→ Exercise prompt
Which rows below contain the string "blurred"? Gather each of them and copy it in full.

→ Data supplied
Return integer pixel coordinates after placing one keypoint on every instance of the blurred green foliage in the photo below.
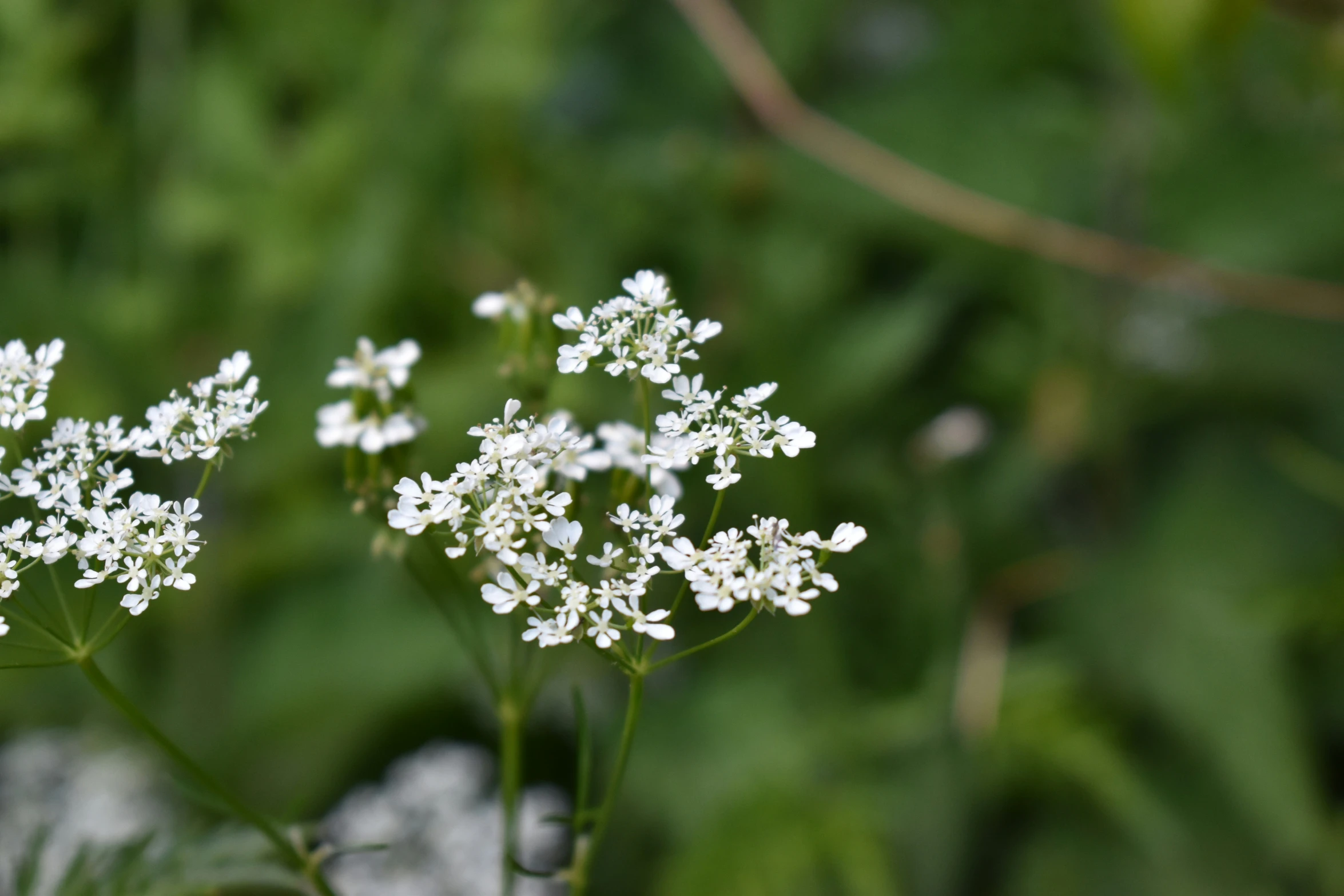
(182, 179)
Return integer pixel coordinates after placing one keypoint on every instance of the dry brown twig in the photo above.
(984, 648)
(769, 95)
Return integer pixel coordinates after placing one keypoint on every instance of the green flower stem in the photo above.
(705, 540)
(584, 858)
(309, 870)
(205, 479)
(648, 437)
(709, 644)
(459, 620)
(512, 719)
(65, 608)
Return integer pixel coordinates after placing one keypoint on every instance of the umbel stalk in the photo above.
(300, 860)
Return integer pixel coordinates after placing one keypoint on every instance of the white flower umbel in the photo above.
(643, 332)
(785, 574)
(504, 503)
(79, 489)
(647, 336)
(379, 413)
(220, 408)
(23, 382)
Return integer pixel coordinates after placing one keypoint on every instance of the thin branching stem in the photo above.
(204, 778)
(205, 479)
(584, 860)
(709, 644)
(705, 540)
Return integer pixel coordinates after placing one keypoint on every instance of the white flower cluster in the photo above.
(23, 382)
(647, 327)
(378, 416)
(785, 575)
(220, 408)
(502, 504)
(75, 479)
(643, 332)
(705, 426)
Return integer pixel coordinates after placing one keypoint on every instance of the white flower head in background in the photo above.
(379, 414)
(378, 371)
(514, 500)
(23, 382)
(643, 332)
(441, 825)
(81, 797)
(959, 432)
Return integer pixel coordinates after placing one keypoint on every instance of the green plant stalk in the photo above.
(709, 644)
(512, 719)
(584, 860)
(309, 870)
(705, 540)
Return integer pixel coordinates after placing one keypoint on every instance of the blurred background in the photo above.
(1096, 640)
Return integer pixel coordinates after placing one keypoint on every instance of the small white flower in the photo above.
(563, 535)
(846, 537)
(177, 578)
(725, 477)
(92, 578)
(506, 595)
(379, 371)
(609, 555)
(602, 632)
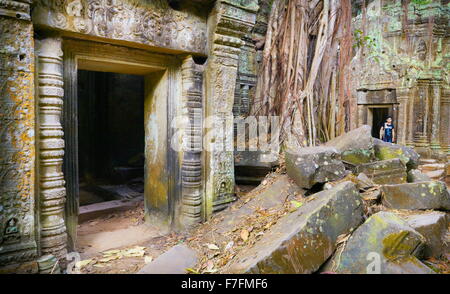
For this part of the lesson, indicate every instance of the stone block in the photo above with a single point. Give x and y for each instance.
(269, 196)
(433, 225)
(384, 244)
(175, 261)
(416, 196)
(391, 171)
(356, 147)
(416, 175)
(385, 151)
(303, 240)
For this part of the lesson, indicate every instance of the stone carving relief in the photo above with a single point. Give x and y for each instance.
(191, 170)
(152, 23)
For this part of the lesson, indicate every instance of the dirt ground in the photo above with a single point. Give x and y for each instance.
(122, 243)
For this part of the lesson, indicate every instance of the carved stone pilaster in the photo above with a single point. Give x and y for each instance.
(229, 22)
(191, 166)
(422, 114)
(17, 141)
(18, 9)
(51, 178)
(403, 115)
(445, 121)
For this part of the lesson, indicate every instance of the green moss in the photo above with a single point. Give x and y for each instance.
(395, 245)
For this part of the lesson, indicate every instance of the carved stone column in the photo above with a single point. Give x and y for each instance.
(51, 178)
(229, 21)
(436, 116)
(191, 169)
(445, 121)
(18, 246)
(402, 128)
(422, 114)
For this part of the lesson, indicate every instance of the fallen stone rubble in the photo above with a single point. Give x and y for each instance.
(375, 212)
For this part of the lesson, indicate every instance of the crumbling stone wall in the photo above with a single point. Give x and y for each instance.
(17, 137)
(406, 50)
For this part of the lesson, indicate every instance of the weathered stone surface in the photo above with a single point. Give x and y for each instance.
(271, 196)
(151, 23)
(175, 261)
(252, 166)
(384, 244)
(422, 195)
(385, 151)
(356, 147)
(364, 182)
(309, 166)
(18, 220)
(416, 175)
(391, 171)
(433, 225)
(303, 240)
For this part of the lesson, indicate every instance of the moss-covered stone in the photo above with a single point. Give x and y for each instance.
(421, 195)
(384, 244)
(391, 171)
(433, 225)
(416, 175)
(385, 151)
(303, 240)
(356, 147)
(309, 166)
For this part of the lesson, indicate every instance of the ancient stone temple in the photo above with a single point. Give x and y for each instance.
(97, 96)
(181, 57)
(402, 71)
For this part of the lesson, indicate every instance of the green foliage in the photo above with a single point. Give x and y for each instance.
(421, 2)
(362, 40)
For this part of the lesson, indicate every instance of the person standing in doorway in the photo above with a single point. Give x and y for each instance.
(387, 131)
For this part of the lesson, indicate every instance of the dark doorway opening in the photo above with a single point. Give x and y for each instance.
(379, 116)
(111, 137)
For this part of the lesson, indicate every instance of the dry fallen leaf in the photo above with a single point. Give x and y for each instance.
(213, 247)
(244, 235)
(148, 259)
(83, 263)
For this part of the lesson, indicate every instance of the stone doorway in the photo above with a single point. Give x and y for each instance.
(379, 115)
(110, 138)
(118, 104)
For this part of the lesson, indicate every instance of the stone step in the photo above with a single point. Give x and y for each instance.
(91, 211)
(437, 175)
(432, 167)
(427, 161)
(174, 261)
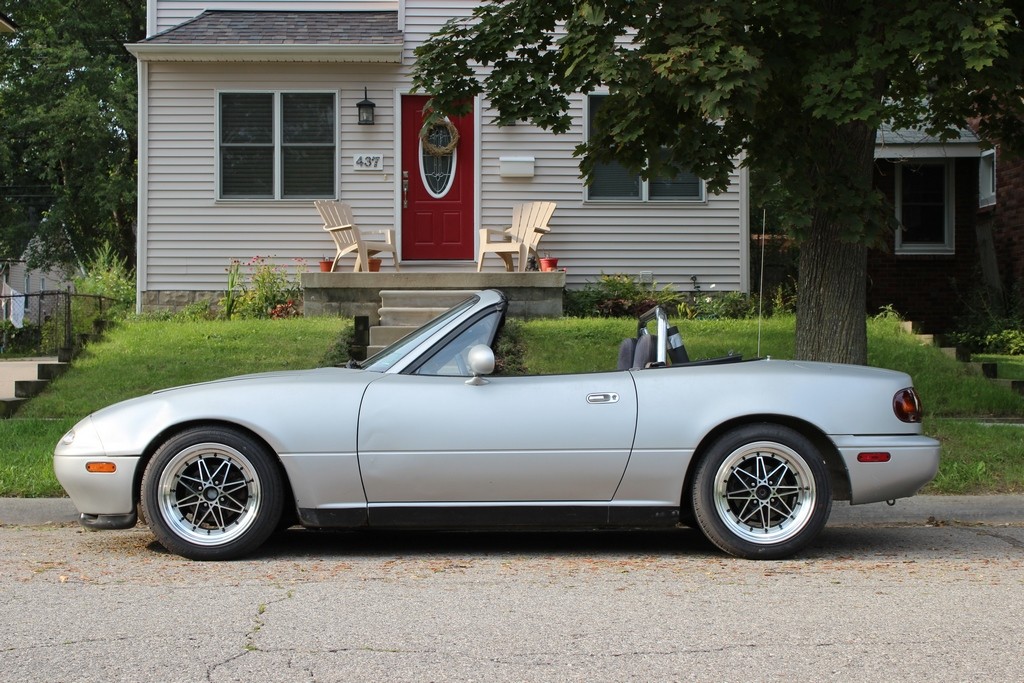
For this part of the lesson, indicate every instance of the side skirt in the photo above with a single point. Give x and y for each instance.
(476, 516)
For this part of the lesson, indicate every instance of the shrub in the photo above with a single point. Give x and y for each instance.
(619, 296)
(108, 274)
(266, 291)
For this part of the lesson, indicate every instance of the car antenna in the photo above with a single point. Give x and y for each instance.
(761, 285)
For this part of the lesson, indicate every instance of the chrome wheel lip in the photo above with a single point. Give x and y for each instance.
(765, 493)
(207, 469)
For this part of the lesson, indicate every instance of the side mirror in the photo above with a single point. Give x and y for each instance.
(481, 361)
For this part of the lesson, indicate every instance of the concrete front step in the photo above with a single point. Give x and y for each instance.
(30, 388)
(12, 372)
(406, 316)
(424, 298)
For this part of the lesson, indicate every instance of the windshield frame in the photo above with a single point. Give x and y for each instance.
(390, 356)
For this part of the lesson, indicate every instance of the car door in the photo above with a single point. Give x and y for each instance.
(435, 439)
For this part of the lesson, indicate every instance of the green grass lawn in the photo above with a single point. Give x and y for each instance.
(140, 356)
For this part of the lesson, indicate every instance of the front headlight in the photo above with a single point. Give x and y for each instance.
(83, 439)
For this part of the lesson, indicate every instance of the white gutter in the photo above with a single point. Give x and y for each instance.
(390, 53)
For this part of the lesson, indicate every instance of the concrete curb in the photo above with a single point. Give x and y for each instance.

* * *

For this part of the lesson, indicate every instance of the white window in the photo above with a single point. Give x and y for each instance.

→ The result
Return integer pixel coordinates after placing one keypoint on every instance of the blurred green foliage in the photo below.
Return integer pixel coordinates after placing one keypoint on every instance of the blurred background in the photo above.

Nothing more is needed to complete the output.